■ Provided information ■
········
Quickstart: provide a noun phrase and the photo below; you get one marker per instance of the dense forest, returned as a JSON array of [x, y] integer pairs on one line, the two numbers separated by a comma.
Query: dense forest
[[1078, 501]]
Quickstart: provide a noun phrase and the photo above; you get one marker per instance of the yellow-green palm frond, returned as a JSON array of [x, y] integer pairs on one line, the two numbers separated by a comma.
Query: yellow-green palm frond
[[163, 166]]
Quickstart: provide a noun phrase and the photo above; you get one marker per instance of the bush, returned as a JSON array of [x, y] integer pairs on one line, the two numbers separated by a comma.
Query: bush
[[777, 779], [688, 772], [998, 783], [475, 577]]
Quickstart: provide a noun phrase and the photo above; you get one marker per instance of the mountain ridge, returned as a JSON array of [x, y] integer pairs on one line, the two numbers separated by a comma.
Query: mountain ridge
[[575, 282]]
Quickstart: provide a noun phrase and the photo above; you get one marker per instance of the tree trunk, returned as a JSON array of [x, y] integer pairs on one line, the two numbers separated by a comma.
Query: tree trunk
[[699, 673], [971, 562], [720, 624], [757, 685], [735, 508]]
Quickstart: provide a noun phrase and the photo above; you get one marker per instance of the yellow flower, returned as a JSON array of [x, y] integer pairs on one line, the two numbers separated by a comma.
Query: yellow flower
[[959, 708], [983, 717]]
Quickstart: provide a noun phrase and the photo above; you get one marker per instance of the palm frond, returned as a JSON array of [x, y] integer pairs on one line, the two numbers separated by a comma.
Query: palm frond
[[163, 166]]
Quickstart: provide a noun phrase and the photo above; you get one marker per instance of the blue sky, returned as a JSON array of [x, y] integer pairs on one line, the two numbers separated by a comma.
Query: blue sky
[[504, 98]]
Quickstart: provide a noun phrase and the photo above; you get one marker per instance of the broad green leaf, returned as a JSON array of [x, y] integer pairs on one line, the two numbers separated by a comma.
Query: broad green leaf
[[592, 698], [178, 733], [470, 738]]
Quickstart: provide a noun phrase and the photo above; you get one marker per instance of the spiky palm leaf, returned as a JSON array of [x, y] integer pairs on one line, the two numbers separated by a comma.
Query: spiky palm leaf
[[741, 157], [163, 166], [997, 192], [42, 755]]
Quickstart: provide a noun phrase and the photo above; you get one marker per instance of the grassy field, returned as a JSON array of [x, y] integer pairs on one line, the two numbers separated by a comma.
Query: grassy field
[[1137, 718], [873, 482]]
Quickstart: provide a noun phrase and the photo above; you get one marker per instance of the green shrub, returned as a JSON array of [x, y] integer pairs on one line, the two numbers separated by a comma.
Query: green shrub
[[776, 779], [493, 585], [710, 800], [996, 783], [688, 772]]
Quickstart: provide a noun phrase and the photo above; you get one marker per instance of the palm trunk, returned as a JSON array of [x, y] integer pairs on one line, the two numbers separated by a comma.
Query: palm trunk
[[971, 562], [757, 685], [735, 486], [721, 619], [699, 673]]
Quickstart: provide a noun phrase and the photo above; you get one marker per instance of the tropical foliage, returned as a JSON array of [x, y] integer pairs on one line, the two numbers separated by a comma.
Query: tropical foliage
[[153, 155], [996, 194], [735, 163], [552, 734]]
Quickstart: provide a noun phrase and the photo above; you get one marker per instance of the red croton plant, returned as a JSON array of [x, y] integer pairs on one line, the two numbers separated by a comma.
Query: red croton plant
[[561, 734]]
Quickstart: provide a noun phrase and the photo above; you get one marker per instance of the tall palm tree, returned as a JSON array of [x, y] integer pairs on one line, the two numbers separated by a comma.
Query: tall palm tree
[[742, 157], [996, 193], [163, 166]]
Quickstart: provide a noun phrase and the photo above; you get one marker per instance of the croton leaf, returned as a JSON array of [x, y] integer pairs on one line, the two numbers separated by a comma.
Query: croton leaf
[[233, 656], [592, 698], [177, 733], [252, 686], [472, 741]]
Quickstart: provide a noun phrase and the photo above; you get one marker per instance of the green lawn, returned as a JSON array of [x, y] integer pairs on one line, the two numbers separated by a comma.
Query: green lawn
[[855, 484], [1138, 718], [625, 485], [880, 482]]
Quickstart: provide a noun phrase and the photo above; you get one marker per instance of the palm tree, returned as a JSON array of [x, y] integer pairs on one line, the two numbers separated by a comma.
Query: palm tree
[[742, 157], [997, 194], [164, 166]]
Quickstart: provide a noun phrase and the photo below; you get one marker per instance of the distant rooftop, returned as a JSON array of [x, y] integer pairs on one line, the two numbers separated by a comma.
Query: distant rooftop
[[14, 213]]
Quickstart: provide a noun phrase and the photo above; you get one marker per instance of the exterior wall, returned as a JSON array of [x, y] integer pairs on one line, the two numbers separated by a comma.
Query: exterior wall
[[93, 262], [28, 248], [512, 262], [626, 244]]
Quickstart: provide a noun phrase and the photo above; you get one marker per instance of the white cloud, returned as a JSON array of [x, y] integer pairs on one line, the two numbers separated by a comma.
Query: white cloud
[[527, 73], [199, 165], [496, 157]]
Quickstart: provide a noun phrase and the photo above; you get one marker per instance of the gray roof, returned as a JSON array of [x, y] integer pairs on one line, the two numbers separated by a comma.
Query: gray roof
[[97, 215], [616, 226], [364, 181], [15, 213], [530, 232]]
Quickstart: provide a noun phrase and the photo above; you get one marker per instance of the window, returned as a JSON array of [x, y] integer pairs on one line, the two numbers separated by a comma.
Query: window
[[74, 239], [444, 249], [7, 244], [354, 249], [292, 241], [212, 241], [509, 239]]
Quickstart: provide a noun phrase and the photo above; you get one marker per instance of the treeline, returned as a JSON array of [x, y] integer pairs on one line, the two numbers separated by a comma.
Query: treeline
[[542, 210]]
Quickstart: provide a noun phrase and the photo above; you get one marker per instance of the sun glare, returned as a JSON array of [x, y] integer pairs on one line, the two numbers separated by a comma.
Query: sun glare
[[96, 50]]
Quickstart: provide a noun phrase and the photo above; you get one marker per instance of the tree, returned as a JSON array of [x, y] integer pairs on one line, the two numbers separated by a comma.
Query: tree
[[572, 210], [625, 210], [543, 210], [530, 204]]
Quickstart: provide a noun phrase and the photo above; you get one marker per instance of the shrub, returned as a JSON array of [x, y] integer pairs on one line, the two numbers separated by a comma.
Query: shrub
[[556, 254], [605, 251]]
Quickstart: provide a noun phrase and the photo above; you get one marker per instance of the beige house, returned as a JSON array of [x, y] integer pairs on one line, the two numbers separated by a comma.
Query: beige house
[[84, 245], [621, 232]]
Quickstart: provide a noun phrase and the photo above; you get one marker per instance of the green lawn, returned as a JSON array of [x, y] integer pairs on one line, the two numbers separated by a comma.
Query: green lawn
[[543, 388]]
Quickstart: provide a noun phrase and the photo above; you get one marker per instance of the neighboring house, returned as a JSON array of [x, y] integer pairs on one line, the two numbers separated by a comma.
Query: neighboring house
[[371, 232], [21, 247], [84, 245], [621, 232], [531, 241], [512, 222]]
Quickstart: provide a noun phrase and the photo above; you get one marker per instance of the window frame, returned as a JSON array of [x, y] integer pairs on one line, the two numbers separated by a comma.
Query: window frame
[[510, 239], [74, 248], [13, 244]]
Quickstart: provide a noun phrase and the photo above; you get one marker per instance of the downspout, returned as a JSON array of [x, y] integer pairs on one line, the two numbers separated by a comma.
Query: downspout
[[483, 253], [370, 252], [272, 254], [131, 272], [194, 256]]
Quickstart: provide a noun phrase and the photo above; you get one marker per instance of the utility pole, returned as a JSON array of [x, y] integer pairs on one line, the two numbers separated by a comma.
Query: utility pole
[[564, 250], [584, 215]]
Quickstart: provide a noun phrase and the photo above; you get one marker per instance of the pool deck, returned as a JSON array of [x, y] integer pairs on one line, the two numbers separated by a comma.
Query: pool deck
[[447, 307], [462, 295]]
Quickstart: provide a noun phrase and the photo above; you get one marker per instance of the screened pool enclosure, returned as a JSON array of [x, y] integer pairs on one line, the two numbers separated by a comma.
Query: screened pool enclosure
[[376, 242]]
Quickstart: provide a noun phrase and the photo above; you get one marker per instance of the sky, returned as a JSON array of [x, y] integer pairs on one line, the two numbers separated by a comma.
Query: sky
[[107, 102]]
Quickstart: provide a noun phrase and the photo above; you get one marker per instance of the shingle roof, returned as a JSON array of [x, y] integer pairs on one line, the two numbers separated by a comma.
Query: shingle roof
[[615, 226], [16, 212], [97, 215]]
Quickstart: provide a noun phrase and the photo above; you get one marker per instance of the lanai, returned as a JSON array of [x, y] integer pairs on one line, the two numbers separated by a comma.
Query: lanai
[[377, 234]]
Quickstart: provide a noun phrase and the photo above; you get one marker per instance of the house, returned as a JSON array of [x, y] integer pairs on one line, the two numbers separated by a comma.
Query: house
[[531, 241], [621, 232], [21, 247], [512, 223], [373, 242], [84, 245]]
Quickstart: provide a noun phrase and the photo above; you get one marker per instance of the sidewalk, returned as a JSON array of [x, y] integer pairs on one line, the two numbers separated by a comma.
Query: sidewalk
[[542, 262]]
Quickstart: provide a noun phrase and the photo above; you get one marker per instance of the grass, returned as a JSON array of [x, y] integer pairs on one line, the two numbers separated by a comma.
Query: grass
········
■ What you need to do ■
From the listing, reproduce word for word the lines from the one containing "of the tall" up to and including the one containing "[[527, 73], [199, 165], [496, 157]]".

■ Correct output ■
Quickstart: provide a noun phrase and the photo above; you get one marker per instance of the tall palm tree, returned as a JSON array of [x, y] integer pairs on one line, the two numbers separated by a comma.
Query: tall palm tree
[[742, 157], [996, 193], [163, 166]]
Quickstart: provide a noun phrase and the photo above; you get one marker per instance of the croton leaf, returned as a JSON array of [x, y] integer pairs on one line, the two numbers separated by a comma.
Query: croton leaf
[[233, 656], [592, 698], [177, 733], [252, 686], [472, 741]]
Quickstart: provide a noun phrase and the photo above; you get one marker per instance of the green lawn, returned as a JSON array of [x, y] integer pairs on one line, the two numbers separated by a comma.
Query: green lawn
[[855, 484], [1138, 718], [625, 485], [880, 482]]
Quickstart: provide a noun phrase and the photo above; you get one marker per instance of the palm tree, returned as a JSON array of [x, y] integer pairs on one line, the two numbers separated by a comma.
Query: palm tree
[[742, 157], [997, 194], [164, 166]]
Quickstart: provide a noun phrase and the photo below; you get one marker per instance of the distant rooftop, returned as a JSON array of [x, y] integer pairs on one line, the two numbers separated by a comma.
Query: distant rooftop
[[14, 213]]
Quickstart: provide a noun phrase and the photo above; you get one marker per instance of the exterior wall, returned as a JSON array of [x, y] integer pairs on one line, the two numbers separated by a comma.
Query: exterior wall
[[93, 262], [28, 248], [512, 262], [626, 244]]
Quickstart: provide a noun phrase and the photo above; you get one marker per instance of the white cloud, returned as a JSON array of [x, y] integer pairs on one line, the two numbers separated by a comma.
Query: white cloud
[[527, 73], [199, 165], [496, 157]]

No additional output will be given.